■ **Instructions to follow**
Provide the number of lines in the entries below containing "Target", with no further words.

Excerpts from a dataset:
▽
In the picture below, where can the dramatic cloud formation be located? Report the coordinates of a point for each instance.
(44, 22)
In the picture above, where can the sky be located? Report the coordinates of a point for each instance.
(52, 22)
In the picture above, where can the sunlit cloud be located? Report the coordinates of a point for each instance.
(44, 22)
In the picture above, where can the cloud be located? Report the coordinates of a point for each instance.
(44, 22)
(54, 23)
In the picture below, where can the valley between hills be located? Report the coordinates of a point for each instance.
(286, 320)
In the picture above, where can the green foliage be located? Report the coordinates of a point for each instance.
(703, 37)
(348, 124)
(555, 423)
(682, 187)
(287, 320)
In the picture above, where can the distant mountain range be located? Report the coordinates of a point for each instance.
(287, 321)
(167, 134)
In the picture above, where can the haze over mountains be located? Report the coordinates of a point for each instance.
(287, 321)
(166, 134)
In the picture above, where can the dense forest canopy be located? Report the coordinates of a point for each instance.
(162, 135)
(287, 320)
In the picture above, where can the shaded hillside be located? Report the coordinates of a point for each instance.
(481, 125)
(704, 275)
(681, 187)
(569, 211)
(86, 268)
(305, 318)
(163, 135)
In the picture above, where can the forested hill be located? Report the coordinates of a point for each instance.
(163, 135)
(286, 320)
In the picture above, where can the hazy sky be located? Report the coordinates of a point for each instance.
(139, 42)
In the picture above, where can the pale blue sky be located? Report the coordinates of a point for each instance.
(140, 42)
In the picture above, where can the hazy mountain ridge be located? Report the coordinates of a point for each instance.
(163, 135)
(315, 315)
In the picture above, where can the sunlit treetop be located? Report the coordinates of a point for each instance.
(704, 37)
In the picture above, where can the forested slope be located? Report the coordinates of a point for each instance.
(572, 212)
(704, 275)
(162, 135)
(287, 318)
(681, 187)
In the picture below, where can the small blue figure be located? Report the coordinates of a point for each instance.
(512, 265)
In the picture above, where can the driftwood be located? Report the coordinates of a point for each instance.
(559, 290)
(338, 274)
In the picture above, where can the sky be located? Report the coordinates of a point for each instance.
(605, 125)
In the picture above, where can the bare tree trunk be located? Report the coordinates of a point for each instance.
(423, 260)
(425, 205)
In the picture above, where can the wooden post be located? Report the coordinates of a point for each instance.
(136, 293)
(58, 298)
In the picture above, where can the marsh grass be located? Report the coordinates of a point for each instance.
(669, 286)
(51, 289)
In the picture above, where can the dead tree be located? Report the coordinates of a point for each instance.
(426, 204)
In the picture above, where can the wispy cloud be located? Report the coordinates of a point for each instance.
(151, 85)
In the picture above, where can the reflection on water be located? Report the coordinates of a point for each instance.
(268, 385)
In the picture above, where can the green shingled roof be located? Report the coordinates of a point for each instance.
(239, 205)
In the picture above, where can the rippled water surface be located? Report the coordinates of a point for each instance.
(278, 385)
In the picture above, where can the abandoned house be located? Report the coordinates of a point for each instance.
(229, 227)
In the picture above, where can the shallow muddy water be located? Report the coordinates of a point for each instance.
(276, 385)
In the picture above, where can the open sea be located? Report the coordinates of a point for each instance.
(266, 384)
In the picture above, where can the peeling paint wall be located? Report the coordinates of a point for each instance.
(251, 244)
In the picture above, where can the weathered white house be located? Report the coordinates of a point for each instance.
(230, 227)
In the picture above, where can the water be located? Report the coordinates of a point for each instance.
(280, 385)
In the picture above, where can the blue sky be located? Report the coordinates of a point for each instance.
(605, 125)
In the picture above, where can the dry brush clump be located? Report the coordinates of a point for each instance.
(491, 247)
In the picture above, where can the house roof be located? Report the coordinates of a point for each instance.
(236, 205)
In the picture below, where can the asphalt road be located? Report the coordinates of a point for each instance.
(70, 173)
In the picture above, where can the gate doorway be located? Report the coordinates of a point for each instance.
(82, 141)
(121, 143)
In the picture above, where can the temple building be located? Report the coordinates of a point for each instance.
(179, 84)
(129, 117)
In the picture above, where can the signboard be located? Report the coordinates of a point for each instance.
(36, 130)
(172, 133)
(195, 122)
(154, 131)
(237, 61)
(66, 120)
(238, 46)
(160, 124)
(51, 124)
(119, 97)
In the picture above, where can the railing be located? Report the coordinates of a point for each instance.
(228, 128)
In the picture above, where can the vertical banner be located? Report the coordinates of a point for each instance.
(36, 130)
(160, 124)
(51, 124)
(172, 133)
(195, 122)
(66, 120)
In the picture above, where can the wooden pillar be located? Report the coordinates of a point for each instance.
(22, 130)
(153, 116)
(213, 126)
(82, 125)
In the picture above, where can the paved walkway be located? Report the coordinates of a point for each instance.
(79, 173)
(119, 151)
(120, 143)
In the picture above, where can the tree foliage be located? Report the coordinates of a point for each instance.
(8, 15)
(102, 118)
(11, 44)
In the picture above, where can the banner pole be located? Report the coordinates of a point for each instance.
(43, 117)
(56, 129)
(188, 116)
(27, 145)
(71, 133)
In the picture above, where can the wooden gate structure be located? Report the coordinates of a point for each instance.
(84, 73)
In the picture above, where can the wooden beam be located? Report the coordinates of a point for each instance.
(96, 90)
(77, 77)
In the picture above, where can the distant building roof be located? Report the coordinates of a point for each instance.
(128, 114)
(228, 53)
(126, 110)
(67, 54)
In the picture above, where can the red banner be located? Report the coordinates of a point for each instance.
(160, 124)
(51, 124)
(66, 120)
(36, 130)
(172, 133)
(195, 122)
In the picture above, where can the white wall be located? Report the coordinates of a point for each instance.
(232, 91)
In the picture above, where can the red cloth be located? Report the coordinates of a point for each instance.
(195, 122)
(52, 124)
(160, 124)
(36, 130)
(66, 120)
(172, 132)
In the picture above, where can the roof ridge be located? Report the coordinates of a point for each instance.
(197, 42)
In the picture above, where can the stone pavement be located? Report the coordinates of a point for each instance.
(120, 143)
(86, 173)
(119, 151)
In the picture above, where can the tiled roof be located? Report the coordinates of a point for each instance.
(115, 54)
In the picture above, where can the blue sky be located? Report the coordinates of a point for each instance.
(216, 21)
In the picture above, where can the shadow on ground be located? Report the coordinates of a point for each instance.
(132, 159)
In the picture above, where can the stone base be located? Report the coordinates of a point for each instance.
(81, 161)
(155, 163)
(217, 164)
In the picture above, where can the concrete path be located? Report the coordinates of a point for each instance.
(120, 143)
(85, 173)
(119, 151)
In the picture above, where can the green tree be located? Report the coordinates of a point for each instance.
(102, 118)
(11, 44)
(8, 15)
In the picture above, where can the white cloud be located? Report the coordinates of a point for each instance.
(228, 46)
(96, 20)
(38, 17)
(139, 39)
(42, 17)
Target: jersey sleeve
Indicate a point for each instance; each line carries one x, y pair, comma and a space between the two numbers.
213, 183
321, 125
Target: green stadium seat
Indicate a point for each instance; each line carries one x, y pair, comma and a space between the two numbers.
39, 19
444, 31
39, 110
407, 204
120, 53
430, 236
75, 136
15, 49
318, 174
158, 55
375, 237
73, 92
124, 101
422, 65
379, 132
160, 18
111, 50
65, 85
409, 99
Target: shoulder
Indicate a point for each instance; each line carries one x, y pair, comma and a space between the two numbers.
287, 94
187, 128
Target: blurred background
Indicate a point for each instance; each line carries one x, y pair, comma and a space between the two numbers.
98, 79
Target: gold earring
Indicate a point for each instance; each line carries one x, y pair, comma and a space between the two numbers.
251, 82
△
■ **Your response**
5